Request — Rewrite every line of the records below, changing "Tag each instance" to "Mark each instance" and keeping everything else the same. Omit the pictures from your answer.
───── Raw data
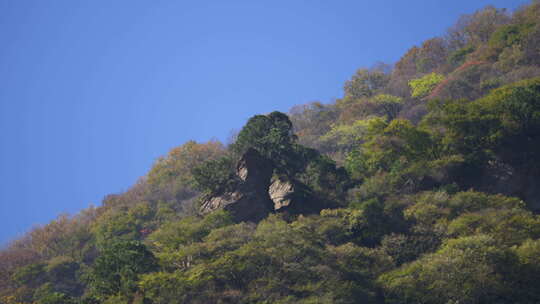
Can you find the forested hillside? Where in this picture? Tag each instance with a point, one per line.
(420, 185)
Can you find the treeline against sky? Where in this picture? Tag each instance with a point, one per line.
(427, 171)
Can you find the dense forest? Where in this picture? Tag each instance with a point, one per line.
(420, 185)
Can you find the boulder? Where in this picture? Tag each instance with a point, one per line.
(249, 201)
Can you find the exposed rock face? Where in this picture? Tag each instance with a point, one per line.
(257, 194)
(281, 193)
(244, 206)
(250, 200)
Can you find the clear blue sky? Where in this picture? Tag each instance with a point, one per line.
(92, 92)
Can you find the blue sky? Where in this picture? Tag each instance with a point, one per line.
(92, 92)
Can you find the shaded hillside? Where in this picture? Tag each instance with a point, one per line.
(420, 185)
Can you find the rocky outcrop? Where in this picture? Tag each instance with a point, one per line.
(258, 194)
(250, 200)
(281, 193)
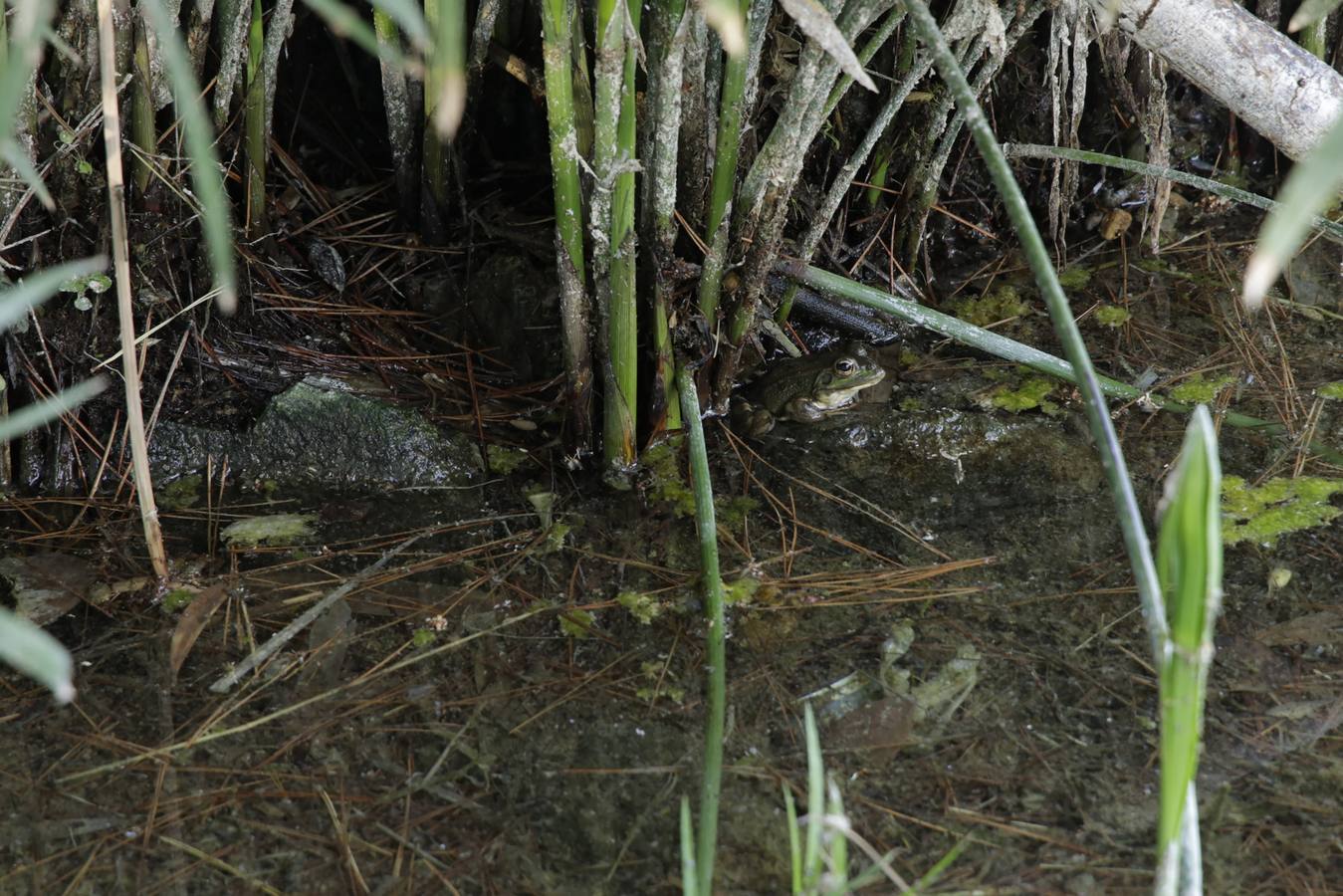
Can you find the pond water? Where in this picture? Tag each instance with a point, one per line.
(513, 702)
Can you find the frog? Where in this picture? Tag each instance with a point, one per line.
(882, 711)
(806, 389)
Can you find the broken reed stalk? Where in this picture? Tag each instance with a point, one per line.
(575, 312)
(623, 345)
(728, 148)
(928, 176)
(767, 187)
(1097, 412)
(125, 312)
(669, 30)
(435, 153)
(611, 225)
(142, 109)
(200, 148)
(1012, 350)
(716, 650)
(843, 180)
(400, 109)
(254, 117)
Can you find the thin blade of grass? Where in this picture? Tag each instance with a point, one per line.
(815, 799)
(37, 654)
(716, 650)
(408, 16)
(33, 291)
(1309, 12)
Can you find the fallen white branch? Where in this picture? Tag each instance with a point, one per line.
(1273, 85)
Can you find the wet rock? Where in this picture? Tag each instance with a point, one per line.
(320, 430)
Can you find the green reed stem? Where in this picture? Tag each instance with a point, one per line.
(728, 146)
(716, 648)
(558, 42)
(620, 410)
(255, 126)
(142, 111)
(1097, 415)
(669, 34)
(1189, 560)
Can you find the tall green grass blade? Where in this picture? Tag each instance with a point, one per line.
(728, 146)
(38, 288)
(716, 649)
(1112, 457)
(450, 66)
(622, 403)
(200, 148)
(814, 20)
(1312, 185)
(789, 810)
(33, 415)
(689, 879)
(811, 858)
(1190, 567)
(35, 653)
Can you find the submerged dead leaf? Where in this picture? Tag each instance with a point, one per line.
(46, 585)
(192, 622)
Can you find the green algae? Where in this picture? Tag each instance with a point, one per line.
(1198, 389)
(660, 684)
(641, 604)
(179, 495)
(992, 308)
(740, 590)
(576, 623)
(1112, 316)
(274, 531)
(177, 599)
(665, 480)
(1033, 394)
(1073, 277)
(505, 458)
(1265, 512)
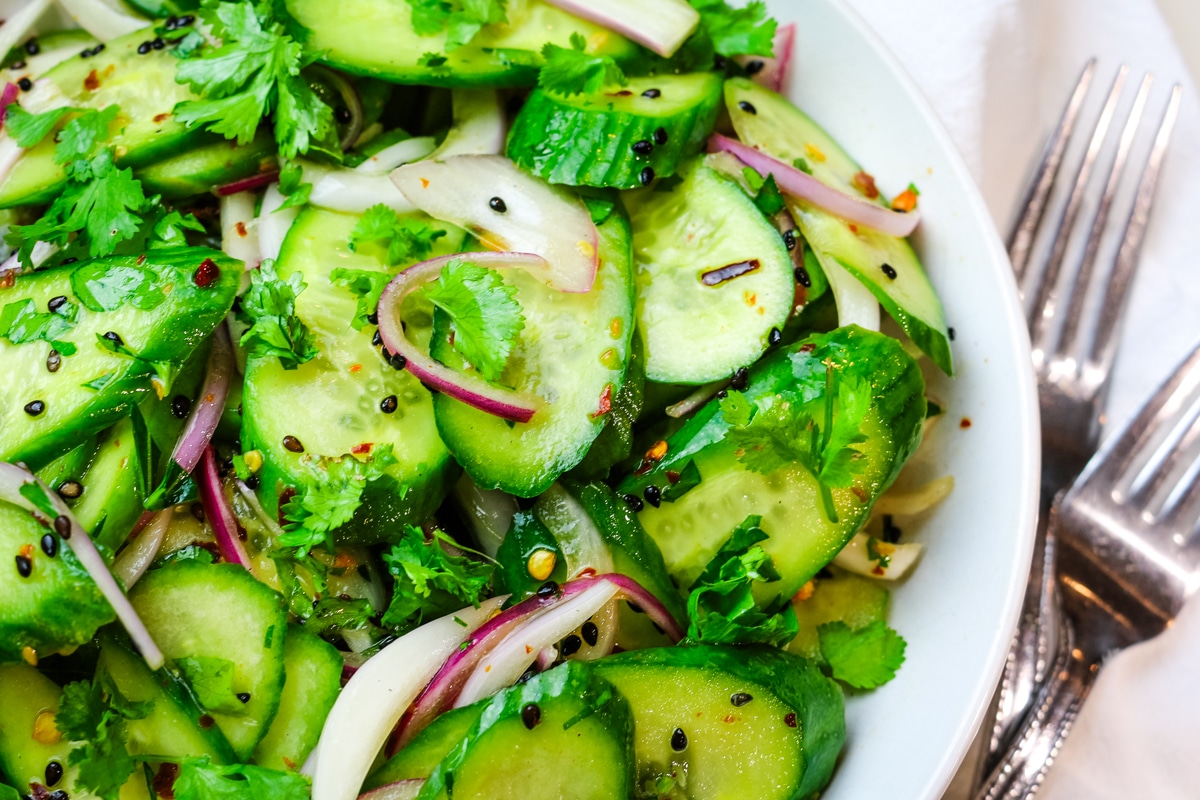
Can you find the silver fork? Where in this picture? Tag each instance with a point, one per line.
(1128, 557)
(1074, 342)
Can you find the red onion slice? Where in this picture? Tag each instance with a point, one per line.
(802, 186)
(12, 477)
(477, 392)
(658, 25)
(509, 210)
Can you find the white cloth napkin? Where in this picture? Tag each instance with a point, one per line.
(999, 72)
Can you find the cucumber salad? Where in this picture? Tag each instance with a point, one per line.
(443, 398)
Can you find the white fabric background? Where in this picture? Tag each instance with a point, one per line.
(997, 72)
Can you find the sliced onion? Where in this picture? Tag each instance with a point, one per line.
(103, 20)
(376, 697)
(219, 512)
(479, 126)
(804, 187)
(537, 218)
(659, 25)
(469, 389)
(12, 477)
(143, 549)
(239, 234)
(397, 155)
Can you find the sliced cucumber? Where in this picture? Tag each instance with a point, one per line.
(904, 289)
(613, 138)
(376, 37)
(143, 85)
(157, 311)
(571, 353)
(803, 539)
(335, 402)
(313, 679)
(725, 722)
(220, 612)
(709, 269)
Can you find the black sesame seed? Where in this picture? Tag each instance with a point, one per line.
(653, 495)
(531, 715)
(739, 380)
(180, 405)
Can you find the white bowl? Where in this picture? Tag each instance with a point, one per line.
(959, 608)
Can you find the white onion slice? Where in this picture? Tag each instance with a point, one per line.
──────────
Answer to the task —
Can you find the forested hillside? Where in this picture? Mark each instance with a point, one per line.
(420, 185)
Can you find the treeline against sky? Where in this picture? Mark each instance with a point, one per line.
(427, 171)
Can you find the dense forest? Where in this picture? Mark each instance with a point, one per line.
(420, 185)
Can you find the boulder? Where in this picture? Mark each instance with a point, one per line.
(249, 201)
Can you find the exposed rock face? Where in this picture? Mark each instance with a point, one per line.
(257, 194)
(281, 193)
(244, 206)
(250, 200)
Can you find the clear blue sky? Where in this picture? Mark each instance with a point, one per line.
(92, 92)
Can you find the blue sky? Where in this picture? Mark each instance with a point, one per line.
(92, 92)
Can you find the shaded hillside? Where in this picture? Mark each instance with a point, one per line.
(420, 185)
Can you find the rocky outcrop? Where in this picture? Mark each instance with a point, one per line.
(258, 194)
(250, 200)
(281, 193)
Can you find the pond water? Where in this picture? Mark each instance with a point, one per line.
(513, 702)
Can you find the frog? Where in this picture? Mark each instance with a point, one per line.
(882, 711)
(806, 389)
Can you find the broken reed stalk? Where in this picture? Mark each instance with a point, one per line.
(575, 312)
(623, 345)
(728, 148)
(928, 176)
(767, 187)
(1097, 412)
(125, 312)
(669, 30)
(435, 153)
(611, 225)
(142, 109)
(200, 148)
(1012, 350)
(716, 650)
(843, 180)
(400, 109)
(254, 117)
Can you find the thin blade of grass? Where in this picture? Mark each instance with a point, one per line.
(815, 799)
(37, 654)
(716, 650)
(408, 16)
(33, 291)
(1309, 12)
Can you find the fallen white branch? Where in this picture? Mark each instance with a point, one per line.
(1273, 85)
Can you find the wet rock? Where in this picture? Mark each instance with a point, one per line.
(320, 430)
Can you find the green reed stem? Where in this picture? Mark each instance with a point, one per line.
(728, 146)
(716, 648)
(558, 42)
(620, 410)
(255, 126)
(142, 111)
(1097, 415)
(669, 34)
(1189, 560)
Can you find the tall green grass blade? Where in this picture? Mark each instance with a point, one per line.
(728, 146)
(38, 288)
(716, 649)
(1112, 457)
(450, 66)
(622, 403)
(200, 148)
(814, 20)
(1312, 185)
(789, 810)
(33, 415)
(689, 879)
(811, 858)
(1190, 567)
(35, 653)
Can you find the submerged dead leaf? Where in this picture? Mark each instance with a point, one per line.
(46, 585)
(192, 622)
Can you find the green algae? Where in this picture? Mark each instance with a point, one per line.
(1198, 389)
(660, 684)
(641, 604)
(179, 495)
(992, 308)
(740, 590)
(576, 623)
(1112, 316)
(274, 531)
(177, 599)
(665, 480)
(1033, 394)
(1073, 277)
(505, 458)
(1265, 512)
Can you find the silver fork? Where in this picture? Mark each instance with a point, one per line.
(1128, 557)
(1074, 342)
Can you find the red onion slice? Where in this picture? Mark each instance with a point, one per line.
(802, 186)
(12, 477)
(477, 392)
(658, 25)
(509, 210)
Can you find the white cloth napkin? Where in this picture? Mark each instance with a point, one per line.
(999, 72)
Can you find the cucumber salad? Where in this picture? Mark each instance with a point, one per line.
(443, 398)
Can you find the white fabric background? Where in this picture? Mark each instance with a point, one per line.
(997, 72)
Can you find the sliced onion? Where in this picture? Mark each instance with a point, one per line.
(103, 20)
(376, 697)
(219, 512)
(479, 126)
(804, 187)
(537, 218)
(659, 25)
(469, 389)
(12, 477)
(143, 549)
(239, 234)
(397, 155)
Can you find the sliced cucumber? Where in this picture? Mark each instance with a point, one per line.
(904, 289)
(613, 138)
(376, 37)
(143, 85)
(157, 311)
(571, 353)
(803, 539)
(335, 402)
(313, 679)
(725, 722)
(220, 612)
(709, 269)
Can you find the black sesame seed? Where in this picture? Mark each instance with a point, one per line.
(653, 495)
(531, 715)
(739, 380)
(180, 405)
Can you find the white bowl? Where in this picture? Mark each instance with a point, one per line.
(959, 608)
Can you find the white onion slice? Where in this picture? Mark each instance with a point, one per line.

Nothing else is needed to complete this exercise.